**What the exercise asks:** Output as a JSON list of strings, one string per line with blank lines omitted, the lines of the listing below from the line with "Could you please indicate the red shorts" up to and including the line with "(1069, 345)".
━━━━━ Listing
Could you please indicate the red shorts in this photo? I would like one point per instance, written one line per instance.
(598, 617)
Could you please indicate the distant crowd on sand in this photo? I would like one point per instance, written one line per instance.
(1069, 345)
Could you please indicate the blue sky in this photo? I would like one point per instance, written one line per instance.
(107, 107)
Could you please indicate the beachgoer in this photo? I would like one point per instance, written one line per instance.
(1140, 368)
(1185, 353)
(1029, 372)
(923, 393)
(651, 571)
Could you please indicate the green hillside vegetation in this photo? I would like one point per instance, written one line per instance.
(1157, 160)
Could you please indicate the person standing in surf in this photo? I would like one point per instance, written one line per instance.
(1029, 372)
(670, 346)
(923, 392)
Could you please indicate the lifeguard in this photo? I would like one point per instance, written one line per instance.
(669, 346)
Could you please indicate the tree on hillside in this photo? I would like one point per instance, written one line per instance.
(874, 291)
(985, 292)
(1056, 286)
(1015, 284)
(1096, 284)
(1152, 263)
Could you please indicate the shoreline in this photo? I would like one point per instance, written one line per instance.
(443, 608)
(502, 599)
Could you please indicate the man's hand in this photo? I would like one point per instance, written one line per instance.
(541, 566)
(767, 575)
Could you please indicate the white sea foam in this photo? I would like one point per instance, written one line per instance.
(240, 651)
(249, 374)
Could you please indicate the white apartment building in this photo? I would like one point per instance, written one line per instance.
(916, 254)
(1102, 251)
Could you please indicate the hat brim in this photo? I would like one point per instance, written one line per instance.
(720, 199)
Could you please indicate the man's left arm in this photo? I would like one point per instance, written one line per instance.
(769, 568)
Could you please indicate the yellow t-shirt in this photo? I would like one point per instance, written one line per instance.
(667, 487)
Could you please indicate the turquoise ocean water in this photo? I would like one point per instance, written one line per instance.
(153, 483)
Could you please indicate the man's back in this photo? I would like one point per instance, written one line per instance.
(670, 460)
━━━━━━━━━━
━━━━━ Listing
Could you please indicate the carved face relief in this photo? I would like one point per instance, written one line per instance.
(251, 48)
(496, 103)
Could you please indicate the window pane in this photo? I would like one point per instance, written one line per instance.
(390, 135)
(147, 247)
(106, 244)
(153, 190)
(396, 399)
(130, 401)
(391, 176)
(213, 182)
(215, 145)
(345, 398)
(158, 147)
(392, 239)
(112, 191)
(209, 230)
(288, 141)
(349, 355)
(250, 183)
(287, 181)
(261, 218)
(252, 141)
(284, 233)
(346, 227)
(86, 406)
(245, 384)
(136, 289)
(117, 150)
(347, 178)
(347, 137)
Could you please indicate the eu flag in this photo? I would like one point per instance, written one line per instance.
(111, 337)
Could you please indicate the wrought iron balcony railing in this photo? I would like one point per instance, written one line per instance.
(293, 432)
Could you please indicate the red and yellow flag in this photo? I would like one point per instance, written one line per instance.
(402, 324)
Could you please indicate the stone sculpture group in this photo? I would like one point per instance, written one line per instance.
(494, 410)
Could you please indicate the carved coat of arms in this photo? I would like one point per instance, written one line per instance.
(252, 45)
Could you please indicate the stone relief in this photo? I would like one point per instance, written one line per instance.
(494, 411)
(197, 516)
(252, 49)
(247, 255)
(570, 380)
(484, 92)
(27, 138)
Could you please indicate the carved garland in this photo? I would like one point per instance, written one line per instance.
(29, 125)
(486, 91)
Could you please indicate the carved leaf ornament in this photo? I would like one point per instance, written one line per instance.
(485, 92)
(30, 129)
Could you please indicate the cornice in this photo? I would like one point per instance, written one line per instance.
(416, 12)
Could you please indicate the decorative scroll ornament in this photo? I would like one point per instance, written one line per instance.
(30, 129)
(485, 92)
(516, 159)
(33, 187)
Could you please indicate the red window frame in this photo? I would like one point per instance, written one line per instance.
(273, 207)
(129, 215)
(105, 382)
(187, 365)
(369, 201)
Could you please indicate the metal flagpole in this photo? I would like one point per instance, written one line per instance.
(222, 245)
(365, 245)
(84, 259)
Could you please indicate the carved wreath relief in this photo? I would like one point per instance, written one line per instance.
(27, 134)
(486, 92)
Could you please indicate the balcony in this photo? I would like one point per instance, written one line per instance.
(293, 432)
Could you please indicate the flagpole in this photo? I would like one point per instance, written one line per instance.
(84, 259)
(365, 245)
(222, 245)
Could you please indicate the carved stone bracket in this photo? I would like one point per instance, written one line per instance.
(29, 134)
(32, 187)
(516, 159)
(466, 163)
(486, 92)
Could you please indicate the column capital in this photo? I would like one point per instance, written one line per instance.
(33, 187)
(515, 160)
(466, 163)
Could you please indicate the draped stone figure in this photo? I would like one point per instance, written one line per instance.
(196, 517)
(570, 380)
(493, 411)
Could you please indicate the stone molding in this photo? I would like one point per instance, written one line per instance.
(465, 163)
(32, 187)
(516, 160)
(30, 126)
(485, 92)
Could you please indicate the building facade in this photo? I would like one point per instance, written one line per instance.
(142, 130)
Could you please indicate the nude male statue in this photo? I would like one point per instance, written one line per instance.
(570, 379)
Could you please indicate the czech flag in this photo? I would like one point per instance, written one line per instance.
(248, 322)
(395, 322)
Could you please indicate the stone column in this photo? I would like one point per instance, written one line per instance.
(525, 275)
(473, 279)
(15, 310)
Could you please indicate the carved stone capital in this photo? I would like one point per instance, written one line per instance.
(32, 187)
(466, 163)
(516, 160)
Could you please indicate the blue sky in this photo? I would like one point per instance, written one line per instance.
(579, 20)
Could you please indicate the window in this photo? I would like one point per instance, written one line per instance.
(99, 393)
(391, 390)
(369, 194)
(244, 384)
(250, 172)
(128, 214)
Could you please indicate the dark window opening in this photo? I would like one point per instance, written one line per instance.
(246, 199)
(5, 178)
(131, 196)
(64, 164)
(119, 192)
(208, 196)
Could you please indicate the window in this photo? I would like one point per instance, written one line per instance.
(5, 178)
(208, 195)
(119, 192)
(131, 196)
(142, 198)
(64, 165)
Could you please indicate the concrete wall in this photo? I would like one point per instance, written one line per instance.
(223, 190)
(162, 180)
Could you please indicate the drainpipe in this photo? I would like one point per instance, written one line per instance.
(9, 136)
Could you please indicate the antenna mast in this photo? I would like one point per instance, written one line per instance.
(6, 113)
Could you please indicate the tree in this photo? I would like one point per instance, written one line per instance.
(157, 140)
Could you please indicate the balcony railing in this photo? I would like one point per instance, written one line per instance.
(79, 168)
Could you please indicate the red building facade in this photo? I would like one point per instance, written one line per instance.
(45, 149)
━━━━━━━━━━
━━━━━ Listing
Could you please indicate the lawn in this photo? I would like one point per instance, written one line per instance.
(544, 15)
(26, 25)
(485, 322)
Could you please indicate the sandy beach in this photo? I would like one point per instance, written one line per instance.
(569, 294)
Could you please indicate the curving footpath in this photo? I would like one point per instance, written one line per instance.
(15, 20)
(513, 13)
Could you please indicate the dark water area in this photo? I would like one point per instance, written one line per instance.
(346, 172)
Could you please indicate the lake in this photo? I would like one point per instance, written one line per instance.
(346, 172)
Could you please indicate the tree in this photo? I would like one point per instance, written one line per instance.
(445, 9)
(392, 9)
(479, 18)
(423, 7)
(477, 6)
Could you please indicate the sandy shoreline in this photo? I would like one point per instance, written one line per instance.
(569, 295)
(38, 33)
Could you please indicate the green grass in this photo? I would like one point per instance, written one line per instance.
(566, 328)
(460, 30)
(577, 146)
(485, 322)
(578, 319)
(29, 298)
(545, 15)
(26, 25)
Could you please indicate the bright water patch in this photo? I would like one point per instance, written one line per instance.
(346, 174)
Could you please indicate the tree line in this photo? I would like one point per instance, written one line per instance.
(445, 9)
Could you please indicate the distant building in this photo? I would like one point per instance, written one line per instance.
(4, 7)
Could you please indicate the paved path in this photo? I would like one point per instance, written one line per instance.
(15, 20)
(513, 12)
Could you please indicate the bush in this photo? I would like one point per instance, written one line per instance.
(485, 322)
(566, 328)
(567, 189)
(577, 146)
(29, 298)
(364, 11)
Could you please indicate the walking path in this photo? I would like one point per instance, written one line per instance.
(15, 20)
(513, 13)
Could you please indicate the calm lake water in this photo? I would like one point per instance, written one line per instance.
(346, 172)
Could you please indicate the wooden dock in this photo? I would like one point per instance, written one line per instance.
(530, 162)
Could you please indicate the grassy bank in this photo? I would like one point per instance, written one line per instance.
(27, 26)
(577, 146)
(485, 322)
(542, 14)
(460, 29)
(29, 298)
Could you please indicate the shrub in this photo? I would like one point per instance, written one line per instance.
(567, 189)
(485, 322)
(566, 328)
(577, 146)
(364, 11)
━━━━━━━━━━
**The output:**
[
  "Could you please indicate the red shorts in this photo? I would like one point per instance, written one line per instance.",
  "(598, 617)",
  "Could you please indicate the distant crowd on sand in this photo? I would like one point per instance, written one line per instance.",
  "(1069, 345)"
]